It’s time for a national portrait gallery

0 Comments 09 May 2017

If one picture is worth a thousand words, a national portrait gallery trumps a television script any day.

By SHEILA COPPS

First published in The Hill Times on Monday, April 10, 2017.

 

OTTAWA—If one picture is worth a thousand words, a national portrait gallery trumps a television script any day.

As Canada moves through the celebration of our 150th birthday, the government is swamped with ideas for the celebration of our shared story.

History is seen through different eyes by different regions of the country. Throw in language polemics, and you have a potentially incendiary mix.

Such was the reaction to the first couple of episodes of the Canadian Broadcasting Corporation’s television series entitled: The Story of Us.

The first episode provoked a quick response from Atlantic Canada, disputing the show’s claim that the first French settlement on the continent was in Quebec City in 1608.

The Acadians, who established a permanent presence at Port-Royal three years earlier, were particularly aggrieved, and Nova Scotia’s premier is demanding a rewrite of the miniseries.

In response to critics, CBC said that 75 historians were consulted on the project.

ROWS >>
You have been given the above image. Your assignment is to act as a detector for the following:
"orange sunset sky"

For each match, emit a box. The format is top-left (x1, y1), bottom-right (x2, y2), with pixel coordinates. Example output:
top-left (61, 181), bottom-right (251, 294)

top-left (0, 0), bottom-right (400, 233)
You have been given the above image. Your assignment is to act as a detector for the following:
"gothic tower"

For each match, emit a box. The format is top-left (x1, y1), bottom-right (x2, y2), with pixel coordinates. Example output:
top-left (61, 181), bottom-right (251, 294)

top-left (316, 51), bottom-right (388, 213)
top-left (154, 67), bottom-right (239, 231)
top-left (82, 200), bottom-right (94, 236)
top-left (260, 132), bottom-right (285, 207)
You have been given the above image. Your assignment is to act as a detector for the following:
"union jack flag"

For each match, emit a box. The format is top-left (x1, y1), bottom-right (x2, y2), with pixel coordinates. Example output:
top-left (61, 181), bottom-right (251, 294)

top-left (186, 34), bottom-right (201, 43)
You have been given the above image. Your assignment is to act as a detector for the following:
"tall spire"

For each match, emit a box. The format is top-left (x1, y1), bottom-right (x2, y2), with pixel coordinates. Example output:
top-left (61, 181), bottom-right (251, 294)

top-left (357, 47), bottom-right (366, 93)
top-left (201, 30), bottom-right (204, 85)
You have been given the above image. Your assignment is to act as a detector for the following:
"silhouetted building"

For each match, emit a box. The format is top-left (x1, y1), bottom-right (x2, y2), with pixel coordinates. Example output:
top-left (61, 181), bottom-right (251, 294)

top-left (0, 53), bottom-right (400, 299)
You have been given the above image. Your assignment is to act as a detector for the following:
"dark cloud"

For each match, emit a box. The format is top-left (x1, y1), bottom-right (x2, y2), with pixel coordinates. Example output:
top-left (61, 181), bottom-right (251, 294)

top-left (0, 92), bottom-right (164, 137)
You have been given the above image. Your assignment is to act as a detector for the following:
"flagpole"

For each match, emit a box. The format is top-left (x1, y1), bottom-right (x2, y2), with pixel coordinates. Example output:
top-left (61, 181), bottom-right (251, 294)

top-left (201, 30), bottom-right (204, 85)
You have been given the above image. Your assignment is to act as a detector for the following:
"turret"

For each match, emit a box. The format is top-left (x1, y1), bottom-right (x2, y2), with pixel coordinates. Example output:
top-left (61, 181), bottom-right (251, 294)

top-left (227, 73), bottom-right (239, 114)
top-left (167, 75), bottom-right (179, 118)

AIM OF THE EXERCISE >> Write the next part of the piece on a national portrait gallery, picking up after its final sentence. The records are drawn from a separate source.

OUTPUT OF THE TASK >>
Producers also endured the challenge of trying to engage a modern audience, which necessitates some poetic licence.

The narrative of the Battle of the Plains of Abraham was recounted by none other than world-famous extreme fighter Georges St-Pierre.

After all, history has to be interesting enough for the millennial viewer to watch.

That might mean some liberties are taken with literal interpretation of the facts surrounding the formation of Canada.

Which leads me to the question of pictures.
 
Another “Big Picture” proposal which has been under consideration for the 150th birthday party is the National Portrait Gallery.

Much work on the concept started two decades ago, when then Liberal Senator Jerry Grafstein spearheaded a unique transformation for the soon-to-be-vacated American Embassy directly across from Parliament Hill.

U.S. president Bill Clinton opened the new American Embassy on Sussex Drive back in 1999. That relocation offered the possibility of a new vocation for the beautiful, Beaux-Arts edifice ideally located steps from the Parliamentary Precinct.

The portrait gallery project took the capital by storm and had unanimous support from all sides.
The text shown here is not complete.